→ DIRECTIONS FOR THIS TASK:
Quote every line of the material beneath this one.

→ PROVIDED MATERIAL:

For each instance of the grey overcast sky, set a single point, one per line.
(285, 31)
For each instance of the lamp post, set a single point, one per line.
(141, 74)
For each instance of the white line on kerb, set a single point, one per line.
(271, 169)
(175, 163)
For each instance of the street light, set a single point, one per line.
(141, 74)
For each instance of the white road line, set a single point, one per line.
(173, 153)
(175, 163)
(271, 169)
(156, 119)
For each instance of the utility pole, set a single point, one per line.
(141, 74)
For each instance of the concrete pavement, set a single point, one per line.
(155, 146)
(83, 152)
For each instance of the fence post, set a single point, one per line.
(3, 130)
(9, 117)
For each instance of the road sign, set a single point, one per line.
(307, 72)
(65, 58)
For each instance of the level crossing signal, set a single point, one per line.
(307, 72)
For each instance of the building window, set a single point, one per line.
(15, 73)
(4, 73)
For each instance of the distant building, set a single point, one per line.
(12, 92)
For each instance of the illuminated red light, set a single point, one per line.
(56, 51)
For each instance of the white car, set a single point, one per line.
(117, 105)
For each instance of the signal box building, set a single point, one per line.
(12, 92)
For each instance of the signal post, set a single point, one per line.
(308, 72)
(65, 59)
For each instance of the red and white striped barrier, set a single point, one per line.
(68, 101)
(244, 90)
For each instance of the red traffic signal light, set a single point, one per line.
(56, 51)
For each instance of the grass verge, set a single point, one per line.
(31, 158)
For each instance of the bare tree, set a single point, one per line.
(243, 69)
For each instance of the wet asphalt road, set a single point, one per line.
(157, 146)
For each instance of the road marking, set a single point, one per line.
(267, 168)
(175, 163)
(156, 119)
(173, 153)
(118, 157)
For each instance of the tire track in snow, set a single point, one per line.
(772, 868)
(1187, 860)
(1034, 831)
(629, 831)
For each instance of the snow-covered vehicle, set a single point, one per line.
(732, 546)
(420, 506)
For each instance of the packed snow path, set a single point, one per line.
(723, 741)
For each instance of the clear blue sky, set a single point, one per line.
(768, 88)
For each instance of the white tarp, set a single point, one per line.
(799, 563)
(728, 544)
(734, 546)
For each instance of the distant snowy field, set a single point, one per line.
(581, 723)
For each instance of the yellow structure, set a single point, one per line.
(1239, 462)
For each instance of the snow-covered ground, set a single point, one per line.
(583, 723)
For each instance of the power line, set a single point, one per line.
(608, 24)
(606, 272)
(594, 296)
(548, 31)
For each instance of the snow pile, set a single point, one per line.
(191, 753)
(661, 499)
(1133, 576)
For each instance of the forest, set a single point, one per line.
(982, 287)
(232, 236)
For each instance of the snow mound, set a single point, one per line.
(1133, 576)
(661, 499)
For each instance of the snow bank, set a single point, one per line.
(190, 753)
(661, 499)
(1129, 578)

→ COMPLETED EXERCISE:
For each instance of the grey overcast sky, set a single point, one per line.
(285, 31)
For each instance of the lamp post, set a single point, one per line.
(141, 74)
For each instance of the white line on kerb, set a single point, one per line.
(271, 169)
(175, 163)
For each instance of the street light, set a single point, one per line.
(141, 74)
For each instance of the white road line, set a single point, one per line.
(173, 153)
(175, 163)
(271, 169)
(156, 119)
For each instance of the utility pole, set a single point, one per line.
(141, 74)
For each instance of the concrete pavement, set a single point, one per line.
(155, 146)
(83, 152)
For each instance of the fence post, set a single point, one per line.
(3, 130)
(9, 117)
For each instance of the road sign, set a single point, one per line.
(307, 72)
(65, 58)
For each instance of the level crossing signal, set a single point, one per line.
(307, 72)
For each instance of the building window, set a single point, one per line.
(15, 73)
(4, 73)
For each instance of the distant building, set a single point, one per line.
(12, 92)
For each instance of the illuminated red light, set a single point, one per line.
(56, 51)
For each instance of the white car, set a single point, one per line.
(117, 105)
For each instance of the signal box building, set a single point, one per line.
(12, 92)
For each instance of the signal post, set a single point, one per line.
(308, 72)
(65, 59)
For each instance of the red and white striped barrier, set a single point, one per line.
(68, 101)
(244, 90)
For each instance of the red traffic signal light, set a single point, one per line.
(56, 51)
For each instance of the grass verge, set a single point, one per line.
(31, 158)
For each instance of the bare tree, set a single point, one per line.
(243, 69)
For each instance of the wet asphalt road, set a single point, one per line.
(157, 146)
For each instance of the road marking, set a single point, one per line.
(267, 168)
(175, 163)
(156, 119)
(173, 153)
(118, 157)
For each instance of the tire track in snow, set a single point, one per line.
(772, 868)
(1187, 860)
(1034, 831)
(629, 831)
For each instance of the snow-covered vehicle, set a single point, one per line.
(732, 546)
(420, 506)
For each instance of the packed snow path, set a single point, one per line.
(723, 741)
For each instance of the clear blue sky, set a single point, one per line.
(768, 88)
For each instance of the white tarp, set a single point, one per line.
(799, 563)
(728, 544)
(734, 546)
For each instance of the distant snowy field, set a single point, one per line.
(581, 723)
For each instance of the yellow structure, set a single point, one per line.
(1239, 462)
For each instance of the snow-covered ground, set a single point, one per line.
(583, 723)
For each instance of the power line, set a single point, one per line.
(608, 24)
(606, 272)
(594, 296)
(548, 31)
For each instance of the snow pile, set a single point, one per line.
(191, 753)
(661, 499)
(1133, 576)
For each instance of the forest, set a single point, one per line.
(982, 287)
(232, 236)
For each instance of the snow mound, set a single point, one per line.
(1133, 576)
(661, 499)
For each instance of the snow bank, set a single point, one per line.
(190, 753)
(661, 499)
(1129, 578)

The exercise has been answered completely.